(Collected data entries)

---*---

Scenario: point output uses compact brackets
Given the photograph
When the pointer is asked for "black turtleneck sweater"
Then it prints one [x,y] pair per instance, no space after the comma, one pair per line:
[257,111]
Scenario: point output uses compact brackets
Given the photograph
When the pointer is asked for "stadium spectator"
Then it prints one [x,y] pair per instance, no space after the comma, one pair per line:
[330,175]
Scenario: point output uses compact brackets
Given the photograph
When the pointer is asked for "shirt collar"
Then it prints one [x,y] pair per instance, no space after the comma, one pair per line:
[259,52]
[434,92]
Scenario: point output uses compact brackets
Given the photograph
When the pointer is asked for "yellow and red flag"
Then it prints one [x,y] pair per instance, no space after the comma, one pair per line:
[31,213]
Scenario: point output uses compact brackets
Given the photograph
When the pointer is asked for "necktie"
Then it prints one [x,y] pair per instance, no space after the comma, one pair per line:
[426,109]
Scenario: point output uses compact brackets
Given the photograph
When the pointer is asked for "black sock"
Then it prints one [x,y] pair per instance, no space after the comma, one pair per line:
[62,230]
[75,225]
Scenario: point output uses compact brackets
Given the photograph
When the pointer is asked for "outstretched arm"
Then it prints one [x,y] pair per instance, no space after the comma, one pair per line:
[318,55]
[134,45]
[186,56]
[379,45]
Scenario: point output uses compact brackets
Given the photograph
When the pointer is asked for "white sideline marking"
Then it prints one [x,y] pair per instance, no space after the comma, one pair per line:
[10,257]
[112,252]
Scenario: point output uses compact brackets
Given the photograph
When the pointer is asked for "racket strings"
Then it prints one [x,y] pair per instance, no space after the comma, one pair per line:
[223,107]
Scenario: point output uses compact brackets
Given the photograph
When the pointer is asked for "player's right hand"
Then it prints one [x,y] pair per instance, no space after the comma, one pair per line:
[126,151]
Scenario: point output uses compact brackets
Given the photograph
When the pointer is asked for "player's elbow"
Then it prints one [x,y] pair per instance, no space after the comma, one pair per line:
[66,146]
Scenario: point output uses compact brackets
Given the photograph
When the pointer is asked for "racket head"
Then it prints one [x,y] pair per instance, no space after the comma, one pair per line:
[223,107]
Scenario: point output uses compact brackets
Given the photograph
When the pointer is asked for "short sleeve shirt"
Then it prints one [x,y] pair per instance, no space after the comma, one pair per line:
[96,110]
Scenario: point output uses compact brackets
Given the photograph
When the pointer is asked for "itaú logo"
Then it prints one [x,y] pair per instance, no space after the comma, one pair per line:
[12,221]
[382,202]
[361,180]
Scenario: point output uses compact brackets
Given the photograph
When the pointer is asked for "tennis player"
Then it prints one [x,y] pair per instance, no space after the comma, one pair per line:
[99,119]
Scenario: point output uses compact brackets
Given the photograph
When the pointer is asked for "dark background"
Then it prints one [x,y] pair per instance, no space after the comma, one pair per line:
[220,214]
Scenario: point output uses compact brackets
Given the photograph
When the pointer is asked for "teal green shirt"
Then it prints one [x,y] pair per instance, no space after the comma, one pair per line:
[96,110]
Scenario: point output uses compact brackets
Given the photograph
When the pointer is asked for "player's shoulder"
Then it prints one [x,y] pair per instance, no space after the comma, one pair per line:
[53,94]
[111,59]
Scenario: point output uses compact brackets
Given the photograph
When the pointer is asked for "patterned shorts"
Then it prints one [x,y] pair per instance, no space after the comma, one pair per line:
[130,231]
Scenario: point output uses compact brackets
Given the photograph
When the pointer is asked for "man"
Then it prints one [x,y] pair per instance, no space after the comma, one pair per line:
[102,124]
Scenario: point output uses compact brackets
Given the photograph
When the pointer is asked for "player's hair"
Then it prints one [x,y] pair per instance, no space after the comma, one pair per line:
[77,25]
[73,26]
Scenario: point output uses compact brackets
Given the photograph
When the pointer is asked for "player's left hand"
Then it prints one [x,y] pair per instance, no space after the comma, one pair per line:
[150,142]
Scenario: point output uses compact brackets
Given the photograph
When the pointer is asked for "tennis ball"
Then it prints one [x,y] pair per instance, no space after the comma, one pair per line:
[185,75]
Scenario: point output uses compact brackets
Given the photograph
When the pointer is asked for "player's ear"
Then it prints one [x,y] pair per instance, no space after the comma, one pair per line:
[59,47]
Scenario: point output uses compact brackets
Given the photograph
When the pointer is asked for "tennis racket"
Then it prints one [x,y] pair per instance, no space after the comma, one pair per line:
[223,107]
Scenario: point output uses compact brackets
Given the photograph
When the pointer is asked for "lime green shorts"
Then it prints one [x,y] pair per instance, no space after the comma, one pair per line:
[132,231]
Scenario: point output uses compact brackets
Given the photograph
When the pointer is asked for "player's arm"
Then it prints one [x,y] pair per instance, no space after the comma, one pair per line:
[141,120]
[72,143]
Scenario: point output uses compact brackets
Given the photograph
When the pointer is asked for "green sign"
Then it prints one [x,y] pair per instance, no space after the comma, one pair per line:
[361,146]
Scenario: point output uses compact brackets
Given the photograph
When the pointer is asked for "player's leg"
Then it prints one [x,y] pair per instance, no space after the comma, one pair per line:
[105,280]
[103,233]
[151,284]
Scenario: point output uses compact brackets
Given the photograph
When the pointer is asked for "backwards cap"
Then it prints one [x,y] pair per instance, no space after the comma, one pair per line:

---*---

→ SHORT TASK: Pull out every line in the entries above that contains the word "shorts", treating uppercase and lowercase as different.

→ RESULT FOR THIS EXERCISE:
When the pointer is asked for "patterned shorts"
When the pointer is asked for "lime green shorts"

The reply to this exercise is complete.